TEXTO EXTRAÍDO =
━━━━━━━━━━
# ¿ Como puedo reemplazar un regulador LM337 por uno regulador transistorizado?



## rafaiori (Sep 24, 2010)

Hola amigos.

Estudio Ing eléctrica, y no soy muy bueno para la electrónica, quisiera pedirles un favor.
Tengo una fuente variable regulada dual de 0 -15 voltios (y de 0 a -15 v), hecha con reguladores LM317 y LM337, pero el profesor nos dijo, que teníamos que usar transistores para hacer el regulador, pero la verdad he encontrado reguladores muy complicados, quisiera que alguien me brindara un poco de ayuda, para hacer mi diseño del regulador.

Los elementos con los que cuento para volver a hacer mi fuente, son:

-Trafo 0-24 v (3A)
-Puente de diodos (>1.5 A)
-Potenciometros (5K)
-fusibles de (1.5 a y de  3 A)
-Condensadores de 1uF (Tantalio)
-Condensadores de 10 uF ( electrolítico)
-Condensadores de 3300 uF (electrolítico)
-Resistencias de 220 ohmios

El regulador lo quiero diseñar para 1.5 A.


----------



## bocagonza (Sep 24, 2010)

mira,al lm317 remplasalo por un transistor TIP122, ( NPN darlington) pero la resistencia y el capasitor cambialos a la entrada ( colector del transistor) y da el mismo resultado, la resulacion la haces con la base del npn y el emisor la salida, y lo mismo la rama negativa pero con un pnp de las mismas caracteristicas
en 
un rato subo esquema
y bienvenido al foro

mira, lo mismo que aca pero con PNP y par ala salida negativa


----------



## rafaiori (Sep 24, 2010)

Amigo una duda, ese transistor que tú citas, se calienta y si es así, necesita disipador?
Y gracias por la bienvenida...


----------



## bocagonza (Sep 24, 2010)

ponle un buen disipador o pon 2 transistores( dara mejor resultado pero con disipador mas chico) con 2 de estos 1.5A 24V lo manejas bien, esta clase de transitor TO-220, esta hecha para que se le ponga disipador ya que manejan mucha corriente, fijate tu mismo si calienta, pero ponle disipador por si tenes que manejat mas corriente
saludos


----------



## rafaiori (Sep 24, 2010)

Ok, parece que la mejor opción  es utilizar los dos transistores TO-220, pero el esquema sigue siendo el mismo verdad, me imagino que no cambia para nada..


----------



## bocagonza (Sep 24, 2010)
━━━━━━━━━━
ENTRADAS DADAS =
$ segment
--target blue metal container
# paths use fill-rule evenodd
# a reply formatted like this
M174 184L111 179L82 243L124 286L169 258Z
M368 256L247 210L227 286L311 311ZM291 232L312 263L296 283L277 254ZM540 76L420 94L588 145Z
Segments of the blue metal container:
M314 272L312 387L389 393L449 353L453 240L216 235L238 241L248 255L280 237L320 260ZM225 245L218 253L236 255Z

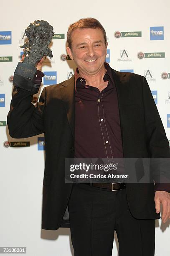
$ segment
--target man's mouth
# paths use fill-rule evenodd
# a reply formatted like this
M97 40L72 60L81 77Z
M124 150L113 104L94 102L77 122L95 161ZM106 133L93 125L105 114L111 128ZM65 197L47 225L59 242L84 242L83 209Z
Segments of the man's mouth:
M85 61L86 61L86 62L94 62L94 61L96 61L96 59L89 59L85 60Z

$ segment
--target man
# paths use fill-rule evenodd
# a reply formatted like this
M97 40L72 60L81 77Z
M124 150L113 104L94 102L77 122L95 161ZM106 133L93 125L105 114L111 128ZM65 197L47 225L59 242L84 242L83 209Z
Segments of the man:
M67 52L77 67L75 75L44 88L35 107L31 102L42 74L37 73L30 92L18 84L8 117L14 138L44 132L42 227L58 228L68 206L75 256L111 256L115 230L119 256L152 256L160 203L163 222L170 216L170 185L159 183L154 171L158 181L155 187L153 180L91 185L65 182L65 158L170 158L149 86L144 77L118 72L105 63L106 33L95 19L71 24L67 41Z

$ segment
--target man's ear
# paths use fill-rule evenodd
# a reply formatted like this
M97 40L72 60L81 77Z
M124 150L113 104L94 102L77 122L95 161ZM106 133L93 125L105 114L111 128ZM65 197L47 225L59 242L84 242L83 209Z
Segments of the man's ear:
M106 56L107 55L107 47L108 45L108 43L107 42L106 43Z
M67 46L66 49L67 50L68 54L70 56L70 59L72 60L73 60L73 54L72 54L71 50L70 49L70 47L69 47L69 46Z

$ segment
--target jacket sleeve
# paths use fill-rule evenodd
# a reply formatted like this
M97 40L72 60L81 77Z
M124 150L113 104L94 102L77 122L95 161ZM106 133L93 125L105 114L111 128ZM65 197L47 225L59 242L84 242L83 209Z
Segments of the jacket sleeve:
M44 88L39 102L36 105L31 103L33 95L37 93L41 85L29 82L30 91L23 89L27 81L23 78L20 84L15 86L12 93L10 110L7 116L7 124L10 136L14 138L27 138L44 132L43 113L46 103Z
M147 143L155 190L170 192L170 149L168 140L147 80L143 77L143 103Z

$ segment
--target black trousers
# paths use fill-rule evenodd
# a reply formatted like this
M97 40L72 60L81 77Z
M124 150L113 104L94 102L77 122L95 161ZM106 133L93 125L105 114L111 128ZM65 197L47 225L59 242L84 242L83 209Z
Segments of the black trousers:
M119 256L154 256L155 220L132 216L126 189L74 184L68 209L74 256L112 256L114 230Z

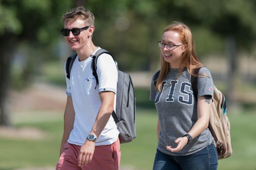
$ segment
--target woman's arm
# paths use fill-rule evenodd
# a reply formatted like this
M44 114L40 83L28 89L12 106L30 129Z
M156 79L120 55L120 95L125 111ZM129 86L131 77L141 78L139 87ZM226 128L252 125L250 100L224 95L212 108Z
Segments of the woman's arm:
M197 101L197 121L188 133L193 138L200 134L208 127L211 105L212 101L211 97L210 95L205 95L198 98ZM179 151L187 143L188 140L186 136L179 137L174 141L178 143L175 148L172 148L171 146L167 146L166 149L171 152Z
M197 101L197 121L188 133L193 138L201 134L208 127L212 102L211 96L209 95L205 95L198 98Z
M160 123L159 122L159 118L157 119L157 141L159 140L159 134L160 133Z

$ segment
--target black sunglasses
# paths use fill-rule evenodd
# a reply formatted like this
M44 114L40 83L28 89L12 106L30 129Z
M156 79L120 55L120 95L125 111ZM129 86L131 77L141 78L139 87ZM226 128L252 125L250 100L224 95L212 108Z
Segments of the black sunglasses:
M60 30L62 33L62 35L64 36L68 36L69 35L69 33L71 31L72 34L75 36L78 36L80 34L81 31L82 30L86 30L91 27L90 26L86 26L81 28L73 28L70 30L66 28L63 28Z

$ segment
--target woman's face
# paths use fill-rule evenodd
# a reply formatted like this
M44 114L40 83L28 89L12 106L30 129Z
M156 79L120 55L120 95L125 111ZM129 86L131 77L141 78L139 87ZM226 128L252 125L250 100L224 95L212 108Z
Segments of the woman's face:
M163 34L161 42L165 44L180 45L174 46L171 49L169 49L167 45L163 48L160 48L164 60L171 65L171 67L178 67L178 60L181 57L182 53L186 50L186 44L183 44L180 40L179 34L173 31L166 31Z

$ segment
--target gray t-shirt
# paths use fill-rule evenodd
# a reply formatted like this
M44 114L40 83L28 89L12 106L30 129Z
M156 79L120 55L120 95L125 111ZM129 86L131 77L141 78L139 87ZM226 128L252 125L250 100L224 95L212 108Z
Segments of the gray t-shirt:
M150 99L155 101L161 127L157 149L163 153L174 156L186 155L204 148L213 138L207 128L190 143L180 151L172 152L167 146L173 148L177 144L174 141L187 134L197 120L197 102L191 85L191 75L185 68L175 81L178 69L171 68L163 82L162 91L157 91L154 84L155 73L152 78ZM213 96L213 82L210 71L205 67L199 70L197 81L198 98L204 95ZM172 85L171 82L175 82Z

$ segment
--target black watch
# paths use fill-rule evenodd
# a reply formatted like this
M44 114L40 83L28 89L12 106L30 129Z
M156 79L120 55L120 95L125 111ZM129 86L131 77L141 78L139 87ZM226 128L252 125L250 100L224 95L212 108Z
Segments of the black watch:
M187 137L188 139L188 143L187 144L188 144L189 143L191 143L191 141L192 141L192 139L193 139L193 138L192 137L192 136L191 136L191 135L189 134L186 134L182 137L185 136Z

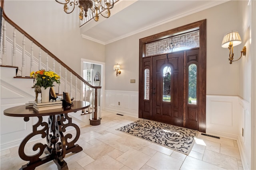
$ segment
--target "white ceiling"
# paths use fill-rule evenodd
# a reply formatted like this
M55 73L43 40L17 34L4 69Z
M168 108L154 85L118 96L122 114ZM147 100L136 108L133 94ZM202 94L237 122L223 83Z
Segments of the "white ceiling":
M227 1L119 0L110 10L110 18L92 20L81 27L81 33L106 45Z

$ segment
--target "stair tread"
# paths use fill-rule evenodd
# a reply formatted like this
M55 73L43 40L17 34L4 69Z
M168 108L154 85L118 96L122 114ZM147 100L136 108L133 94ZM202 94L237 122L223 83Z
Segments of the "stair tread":
M10 68L18 68L18 67L16 66L8 66L8 65L0 65L0 66L4 67L10 67Z
M34 78L33 77L22 77L21 76L15 76L13 77L14 78L29 78L29 79L33 79Z

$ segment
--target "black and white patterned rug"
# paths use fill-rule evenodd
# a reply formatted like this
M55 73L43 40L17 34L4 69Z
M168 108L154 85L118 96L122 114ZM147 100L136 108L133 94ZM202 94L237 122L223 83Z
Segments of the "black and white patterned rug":
M117 129L188 155L198 131L149 120L140 120Z

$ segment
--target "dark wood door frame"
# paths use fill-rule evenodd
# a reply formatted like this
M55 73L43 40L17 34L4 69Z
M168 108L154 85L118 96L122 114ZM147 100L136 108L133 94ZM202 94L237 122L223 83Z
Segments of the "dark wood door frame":
M200 87L200 92L198 96L198 102L200 104L198 108L198 129L199 131L205 133L206 130L206 20L199 21L185 25L175 28L168 31L162 32L140 39L139 41L139 117L143 117L142 108L144 107L144 68L143 60L147 60L145 57L146 44L146 43L159 40L164 38L170 37L175 33L185 31L194 28L199 27L199 55L198 63L198 86ZM149 66L152 64L152 61L148 59ZM150 66L149 67L150 67ZM152 74L152 70L150 70L150 74ZM150 83L150 98L152 98L152 82ZM150 95L151 95L150 96ZM152 108L152 104L149 103L147 107ZM150 110L152 110L150 109ZM150 114L152 117L152 111L150 110Z

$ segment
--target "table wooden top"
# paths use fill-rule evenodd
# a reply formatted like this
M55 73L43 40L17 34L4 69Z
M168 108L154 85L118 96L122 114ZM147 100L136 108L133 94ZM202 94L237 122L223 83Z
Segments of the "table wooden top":
M67 109L63 107L59 109L50 109L38 111L32 107L26 108L25 105L13 107L6 109L4 114L6 116L16 117L30 117L55 115L59 114L76 112L88 107L90 104L85 101L73 101L71 106Z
━━━━━━━━━━
Por favor, indica qué transistor se propone en el hilo sobre el regulador LM337 para reemplazar al LM317.

Un transistor TIP122 (NPN darlington).